• _Instructions to follow_:
Leaving out the images, transcribe every record below exactly.

═════ Task input ═════

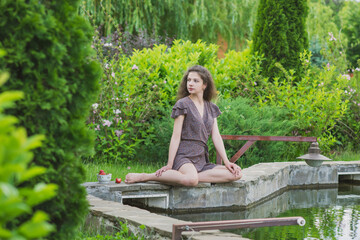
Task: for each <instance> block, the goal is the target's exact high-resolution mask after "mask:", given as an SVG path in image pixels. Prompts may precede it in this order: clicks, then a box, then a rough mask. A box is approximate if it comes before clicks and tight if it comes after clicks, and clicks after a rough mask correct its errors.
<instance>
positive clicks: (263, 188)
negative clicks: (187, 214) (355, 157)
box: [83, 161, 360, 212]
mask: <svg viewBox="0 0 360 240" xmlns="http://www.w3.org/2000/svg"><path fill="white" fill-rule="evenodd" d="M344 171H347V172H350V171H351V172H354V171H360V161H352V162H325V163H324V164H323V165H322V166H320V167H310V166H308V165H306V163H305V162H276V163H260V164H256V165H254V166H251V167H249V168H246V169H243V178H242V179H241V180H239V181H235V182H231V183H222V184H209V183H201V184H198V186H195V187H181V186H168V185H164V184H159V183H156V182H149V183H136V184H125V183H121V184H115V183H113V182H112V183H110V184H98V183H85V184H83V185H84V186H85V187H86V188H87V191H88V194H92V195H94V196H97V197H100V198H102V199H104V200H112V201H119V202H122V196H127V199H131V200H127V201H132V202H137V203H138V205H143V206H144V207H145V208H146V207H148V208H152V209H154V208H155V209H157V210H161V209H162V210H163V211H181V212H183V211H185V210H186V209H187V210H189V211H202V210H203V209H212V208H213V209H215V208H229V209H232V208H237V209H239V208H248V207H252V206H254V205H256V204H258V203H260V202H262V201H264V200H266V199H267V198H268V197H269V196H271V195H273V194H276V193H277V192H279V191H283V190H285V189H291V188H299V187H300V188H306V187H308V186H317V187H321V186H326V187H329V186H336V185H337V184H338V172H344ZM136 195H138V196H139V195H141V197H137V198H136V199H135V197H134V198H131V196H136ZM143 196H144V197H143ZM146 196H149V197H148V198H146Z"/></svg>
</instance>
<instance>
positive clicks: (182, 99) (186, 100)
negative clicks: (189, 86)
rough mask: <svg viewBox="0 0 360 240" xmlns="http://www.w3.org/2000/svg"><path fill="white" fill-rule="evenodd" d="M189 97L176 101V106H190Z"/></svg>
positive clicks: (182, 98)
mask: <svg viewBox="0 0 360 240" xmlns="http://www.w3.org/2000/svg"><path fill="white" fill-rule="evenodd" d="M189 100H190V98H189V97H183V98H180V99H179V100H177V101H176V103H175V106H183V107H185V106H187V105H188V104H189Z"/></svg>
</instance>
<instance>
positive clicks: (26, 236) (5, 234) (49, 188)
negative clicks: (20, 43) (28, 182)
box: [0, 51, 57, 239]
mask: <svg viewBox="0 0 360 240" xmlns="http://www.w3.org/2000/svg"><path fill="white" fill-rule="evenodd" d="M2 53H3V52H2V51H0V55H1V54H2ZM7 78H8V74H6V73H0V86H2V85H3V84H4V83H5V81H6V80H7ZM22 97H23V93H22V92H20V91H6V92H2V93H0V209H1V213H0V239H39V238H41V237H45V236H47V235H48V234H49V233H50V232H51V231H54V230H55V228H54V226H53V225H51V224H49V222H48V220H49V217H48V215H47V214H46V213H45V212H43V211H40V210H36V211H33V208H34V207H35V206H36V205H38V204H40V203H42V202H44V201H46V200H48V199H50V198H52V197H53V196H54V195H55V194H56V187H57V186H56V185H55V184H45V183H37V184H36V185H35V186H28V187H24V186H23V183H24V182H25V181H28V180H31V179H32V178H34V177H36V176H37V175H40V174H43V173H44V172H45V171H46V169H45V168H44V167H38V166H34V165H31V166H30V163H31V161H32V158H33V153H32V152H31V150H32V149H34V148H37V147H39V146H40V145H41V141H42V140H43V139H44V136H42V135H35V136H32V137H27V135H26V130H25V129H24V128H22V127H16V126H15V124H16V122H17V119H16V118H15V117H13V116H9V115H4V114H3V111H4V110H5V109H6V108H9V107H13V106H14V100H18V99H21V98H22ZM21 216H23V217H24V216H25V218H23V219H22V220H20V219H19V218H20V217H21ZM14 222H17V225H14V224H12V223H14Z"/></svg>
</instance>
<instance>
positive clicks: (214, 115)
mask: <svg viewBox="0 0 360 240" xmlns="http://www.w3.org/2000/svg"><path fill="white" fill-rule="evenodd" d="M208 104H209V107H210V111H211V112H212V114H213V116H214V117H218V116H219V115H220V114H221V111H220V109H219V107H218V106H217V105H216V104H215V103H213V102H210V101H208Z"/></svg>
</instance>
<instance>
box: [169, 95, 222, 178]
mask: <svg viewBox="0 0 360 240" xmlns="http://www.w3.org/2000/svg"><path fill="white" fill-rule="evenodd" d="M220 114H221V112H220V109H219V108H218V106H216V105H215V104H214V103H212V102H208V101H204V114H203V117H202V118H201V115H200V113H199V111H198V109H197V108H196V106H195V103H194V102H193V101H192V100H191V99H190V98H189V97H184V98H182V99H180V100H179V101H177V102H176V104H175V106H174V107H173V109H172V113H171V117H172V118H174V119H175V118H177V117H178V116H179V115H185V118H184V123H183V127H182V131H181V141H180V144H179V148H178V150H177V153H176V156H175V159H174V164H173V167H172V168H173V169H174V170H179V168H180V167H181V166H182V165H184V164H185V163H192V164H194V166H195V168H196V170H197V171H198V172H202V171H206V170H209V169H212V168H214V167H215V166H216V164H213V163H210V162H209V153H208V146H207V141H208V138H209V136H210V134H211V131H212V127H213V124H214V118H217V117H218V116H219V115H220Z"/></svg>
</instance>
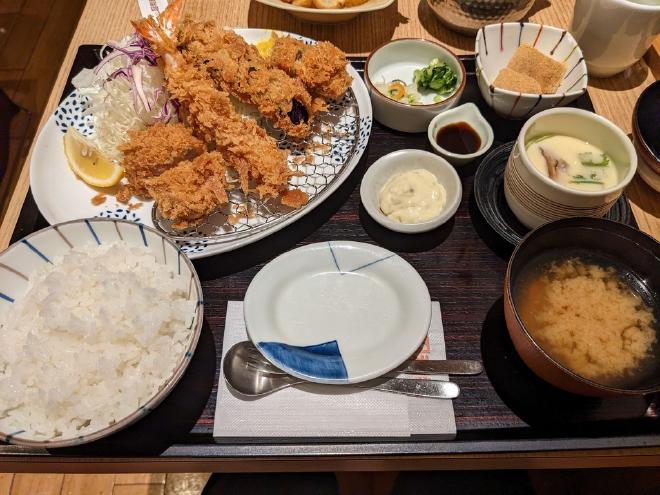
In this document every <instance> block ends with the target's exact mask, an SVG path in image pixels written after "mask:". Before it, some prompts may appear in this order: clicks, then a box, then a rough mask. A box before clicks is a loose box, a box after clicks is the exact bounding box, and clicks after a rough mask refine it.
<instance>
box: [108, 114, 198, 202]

═════

• _Result for this exercise_:
Task: for each <instance> block, the goal is the target's exact high-resolution mask after "mask:", given as an SVG path in image pixels. Prompts may precede it in this order: clicks, then a box, then a rough mask. A box is approximate if it comes before clicks and tight if it comes after clicks, and clicks after a rough mask correct its errors.
<instance>
positive clicks: (263, 188)
negative clicks: (187, 214) (355, 157)
box: [83, 161, 360, 212]
mask: <svg viewBox="0 0 360 240" xmlns="http://www.w3.org/2000/svg"><path fill="white" fill-rule="evenodd" d="M344 171H347V172H350V171H351V172H354V171H360V161H352V162H325V163H324V164H323V165H322V166H320V167H310V166H308V165H306V163H305V162H276V163H260V164H256V165H254V166H251V167H249V168H246V169H243V178H242V179H241V180H239V181H235V182H231V183H222V184H209V183H201V184H198V186H195V187H181V186H168V185H164V184H159V183H156V182H149V183H136V184H125V183H121V184H115V183H113V182H112V183H110V184H98V183H85V184H83V185H84V186H85V187H86V188H87V191H88V194H92V195H94V196H97V197H100V198H102V199H104V200H112V201H119V202H122V196H127V199H131V200H127V201H132V202H137V203H138V205H143V206H144V207H145V208H146V207H148V208H152V209H154V208H155V209H157V210H161V209H162V210H163V211H181V212H183V211H185V210H186V209H187V210H189V211H202V210H203V209H212V208H213V209H215V208H229V209H232V208H237V209H239V208H248V207H252V206H254V205H256V204H258V203H260V202H262V201H264V200H266V199H267V198H268V197H269V196H271V195H273V194H276V193H277V192H279V191H283V190H285V189H291V188H299V187H300V188H306V187H308V186H317V187H321V186H326V187H329V186H336V185H337V184H338V172H344ZM136 195H138V196H139V195H141V197H137V198H136V199H135V197H134V198H131V196H136ZM143 196H144V197H143ZM146 196H149V197H148V198H146Z"/></svg>
</instance>
<instance>
positive clicks: (182, 99) (186, 100)
negative clicks: (189, 86)
rough mask: <svg viewBox="0 0 360 240" xmlns="http://www.w3.org/2000/svg"><path fill="white" fill-rule="evenodd" d="M189 97L176 101V106H190Z"/></svg>
positive clicks: (182, 98)
mask: <svg viewBox="0 0 360 240" xmlns="http://www.w3.org/2000/svg"><path fill="white" fill-rule="evenodd" d="M189 100H190V98H189V97H183V98H180V99H179V100H177V101H176V103H175V106H183V107H185V106H187V105H188V104H189Z"/></svg>
</instance>
<instance>
positive clicks: (26, 236) (5, 234) (49, 188)
negative clicks: (20, 43) (28, 182)
box: [0, 51, 57, 239]
mask: <svg viewBox="0 0 360 240" xmlns="http://www.w3.org/2000/svg"><path fill="white" fill-rule="evenodd" d="M2 53H3V52H2V51H0V55H1V54H2ZM7 78H8V74H6V73H0V86H2V85H3V84H4V83H5V81H6V80H7ZM22 97H23V93H22V92H20V91H6V92H2V93H0V209H1V213H0V239H39V238H41V237H45V236H47V235H48V234H49V233H50V232H51V231H54V230H55V228H54V226H53V225H51V224H49V222H48V220H49V217H48V215H47V214H46V213H45V212H43V211H40V210H36V211H33V208H34V207H35V206H36V205H38V204H40V203H42V202H44V201H46V200H48V199H50V198H52V197H53V196H54V195H55V194H56V187H57V186H56V185H55V184H45V183H37V184H36V185H35V186H28V187H24V186H23V183H24V182H25V181H28V180H31V179H32V178H34V177H36V176H37V175H40V174H43V173H44V172H45V171H46V169H45V168H44V167H38V166H34V165H31V166H30V163H31V161H32V158H33V153H32V152H31V150H32V149H34V148H37V147H39V146H40V145H41V141H42V140H43V139H44V136H42V135H35V136H32V137H27V135H26V130H25V129H24V128H22V127H16V126H15V124H16V122H17V119H16V118H15V117H13V116H9V115H4V114H3V111H4V110H5V109H6V108H9V107H13V106H14V100H18V99H21V98H22ZM21 216H23V217H24V216H25V218H23V219H22V220H20V219H19V218H20V217H21ZM14 222H17V225H14V224H12V223H14Z"/></svg>
</instance>
<instance>
positive clicks: (214, 115)
mask: <svg viewBox="0 0 360 240" xmlns="http://www.w3.org/2000/svg"><path fill="white" fill-rule="evenodd" d="M208 104H209V107H210V111H211V112H212V114H213V116H214V117H218V116H219V115H220V114H221V111H220V109H219V107H218V106H217V105H216V104H215V103H213V102H210V101H208Z"/></svg>
</instance>
<instance>
box: [169, 95, 222, 178]
mask: <svg viewBox="0 0 360 240" xmlns="http://www.w3.org/2000/svg"><path fill="white" fill-rule="evenodd" d="M220 114H221V112H220V109H219V108H218V106H216V105H215V104H214V103H212V102H208V101H204V114H203V117H202V118H201V115H200V113H199V111H198V109H197V108H196V106H195V103H194V102H193V101H192V100H191V99H190V98H189V97H184V98H182V99H180V100H179V101H177V102H176V104H175V106H174V107H173V109H172V113H171V117H172V118H174V119H175V118H177V117H178V116H179V115H185V118H184V123H183V127H182V131H181V141H180V144H179V148H178V150H177V153H176V156H175V159H174V164H173V167H172V168H173V169H174V170H179V168H180V167H181V166H182V165H184V164H185V163H192V164H194V166H195V168H196V170H197V171H198V172H202V171H206V170H209V169H212V168H214V167H215V166H216V164H213V163H210V162H209V153H208V146H207V141H208V138H209V136H210V134H211V131H212V127H213V124H214V118H217V117H218V116H219V115H220Z"/></svg>
</instance>
In this document every <instance> block ends with the target's exact mask, an SVG path in image pixels written after "mask:". Before it, some prompts may appear in this order: clicks, then a box, then a rough mask. A box before clicks is a loose box, a box after clicks is the exact bounding box, and clicks after a rough mask refine it.
<instance>
box: [108, 114, 198, 202]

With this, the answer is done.